__Extrait du document__.
┌──

Emprisonné au Tchad, le personnage principal de «DP75 Tartina City», un journaliste, connaîtra les pratiques dont il voulait témoigner. FIFF

Figurant parmi les 13 longs-métrages en compétition au Festival international de films de Fribourg, «DP75 Tartina City» utilise la fiction pour mieux témoigner de la réalité.

Le film du Tchadien Serge Issa Coelo trouve une résonance particulière à l’heure où le Tchad, confronté à une nouvelle crise, a fait arrêter plusieurs opposants politiques.

Liberté d’expression, droits des prisonniers, tortures, condition de la femme. Le Tchad est dans le collimateur d’Amnesty International. Début mars, l’organisation de défense des droits humains a lancé un appel pour que les représentants de l’opposition ne soient pas persécutés suite aux troubles qui ont secoué le pays en février.

Cinéaste, Serge Issa Coelo a lui choisi de se «replier», comme il dit, en Ethiopie, environnement politique oblige. «Le Tchad est très compliqué en ce moment, quel que soit le métier qu’on y exerce», témoigne-t-il.

Et pourtant, certains semblent s’en sortir mieux que d’autres. C’est le cas, dans son film «DP75 Tartina City», du tortionnaire Koulbou. Colonel, celui-ci dirige une prison où il fait régner la cruauté dans le N’Djaména de la dictature militaire des années 1990. A la maison, il terrorise aussi ses deux épouses, dont l’une cherche à s’échapper.

«L’horreur totale»

C’est elle que le destin mettra sur la route d’Adoum, un journaliste emprisonné dans les geôles de Koulbou pour avoir voulu dénoncer à l’étranger les pratiques carcérales du régime tchadien. Intercepté à l’aéroport, il disparaîtra de la circulation et sera torturé avant d’échapper miraculeusement à une exécution sommaire.

Et sa détention sera l’occasion d’expérimenter ce qu’il avait l’intention de dénoncer. Dans des cellules souterraines bondées où s’entassent des dizaines de prisonniers qui n’ont aucun espoir de passer un jour en justice, l’ex-journaliste – matricule DP75 – partage avec eux la «tartina», un mélange de pain et de bouse qui leur est lancé depuis une lucarne.

«Ce qui s’est passé ces dernières années au Tchad, c’est évidemment pire que cela. On s’est inspiré du récit de personnes qui ont vécu ces périodes-là. Ce qu’elles nous ont dit est effarant. Le mettre en image, ce serait l’horreur totale», confie Serge Issa Coelo.

└──

Recopiez mot pour mot le passage de l'article sur le film «DP75 Tartina City» compris entre «Figurant parmi les» et «plusieurs opposants politiques.», ces deux segments inclus.

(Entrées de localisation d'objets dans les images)

┌──

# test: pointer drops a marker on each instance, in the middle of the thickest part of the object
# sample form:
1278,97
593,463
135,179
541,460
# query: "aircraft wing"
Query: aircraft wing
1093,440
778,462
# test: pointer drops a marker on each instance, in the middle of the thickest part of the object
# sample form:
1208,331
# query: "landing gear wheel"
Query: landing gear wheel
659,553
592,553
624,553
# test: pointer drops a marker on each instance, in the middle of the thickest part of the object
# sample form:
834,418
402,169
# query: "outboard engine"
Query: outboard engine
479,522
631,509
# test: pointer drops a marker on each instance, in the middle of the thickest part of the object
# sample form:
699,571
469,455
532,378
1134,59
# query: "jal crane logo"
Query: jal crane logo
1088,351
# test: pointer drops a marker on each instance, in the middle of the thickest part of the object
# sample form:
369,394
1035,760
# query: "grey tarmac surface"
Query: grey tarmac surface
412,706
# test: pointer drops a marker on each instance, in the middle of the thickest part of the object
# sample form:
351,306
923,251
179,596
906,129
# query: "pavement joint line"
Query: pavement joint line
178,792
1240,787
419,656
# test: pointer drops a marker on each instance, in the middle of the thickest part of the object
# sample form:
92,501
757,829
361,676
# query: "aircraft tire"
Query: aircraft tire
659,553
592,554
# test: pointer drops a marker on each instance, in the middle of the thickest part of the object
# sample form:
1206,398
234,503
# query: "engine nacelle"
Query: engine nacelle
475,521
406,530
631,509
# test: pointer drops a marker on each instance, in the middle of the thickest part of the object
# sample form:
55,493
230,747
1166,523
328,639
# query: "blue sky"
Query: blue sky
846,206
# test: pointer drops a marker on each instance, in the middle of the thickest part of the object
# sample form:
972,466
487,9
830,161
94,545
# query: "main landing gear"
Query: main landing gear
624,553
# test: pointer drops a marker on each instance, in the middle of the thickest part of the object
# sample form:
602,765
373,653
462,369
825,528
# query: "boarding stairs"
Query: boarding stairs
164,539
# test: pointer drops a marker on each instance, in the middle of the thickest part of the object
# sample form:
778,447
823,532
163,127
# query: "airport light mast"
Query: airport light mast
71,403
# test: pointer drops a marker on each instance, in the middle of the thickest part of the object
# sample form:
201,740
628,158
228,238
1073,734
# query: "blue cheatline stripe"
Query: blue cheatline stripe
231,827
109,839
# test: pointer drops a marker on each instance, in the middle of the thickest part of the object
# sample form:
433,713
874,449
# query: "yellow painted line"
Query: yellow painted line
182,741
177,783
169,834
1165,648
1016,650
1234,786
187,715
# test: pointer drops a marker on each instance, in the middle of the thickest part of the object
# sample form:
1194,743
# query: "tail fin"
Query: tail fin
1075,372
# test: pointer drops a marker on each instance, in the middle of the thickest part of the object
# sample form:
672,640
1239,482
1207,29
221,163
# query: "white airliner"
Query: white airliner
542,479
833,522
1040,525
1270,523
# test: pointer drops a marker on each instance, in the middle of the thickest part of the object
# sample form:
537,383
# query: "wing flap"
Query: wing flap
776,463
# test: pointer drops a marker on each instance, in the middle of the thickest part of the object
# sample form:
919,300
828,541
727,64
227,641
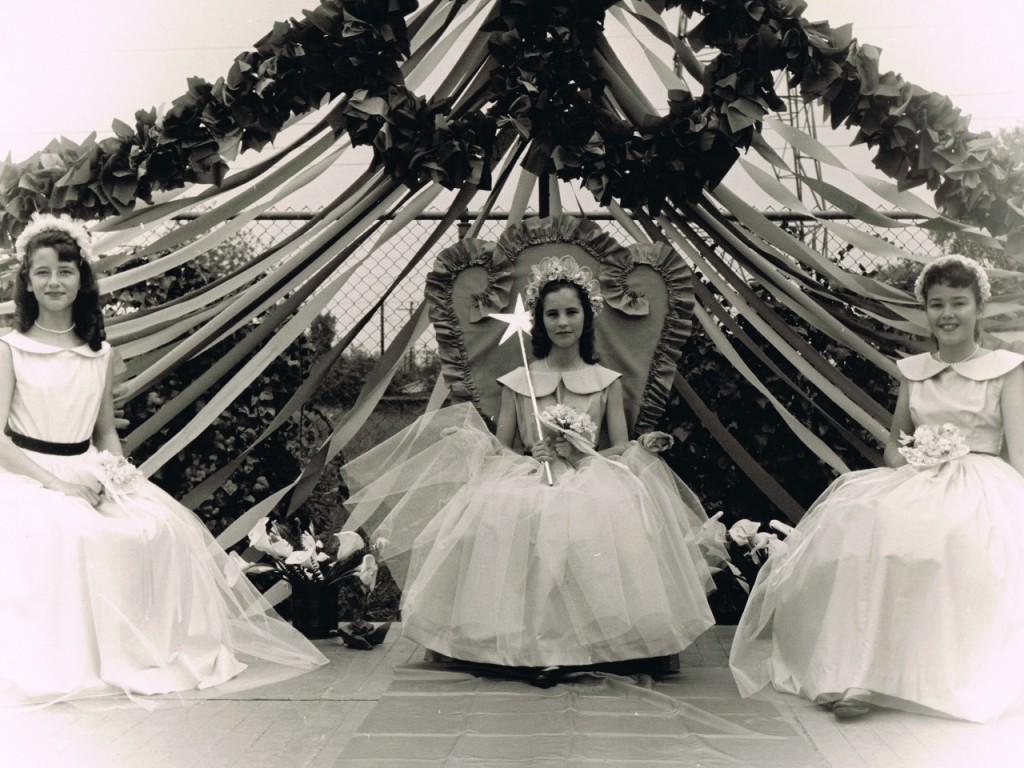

└──

__Résultat final__.
Figurant parmi les 13 longs-métrages en compétition au Festival international de films de Fribourg, «DP75 Tartina City» utilise la fiction pour mieux témoigner de la réalité.

Le film du Tchadien Serge Issa Coelo trouve une résonance particulière à l’heure où le Tchad, confronté à une nouvelle crise, a fait arrêter plusieurs opposants politiques.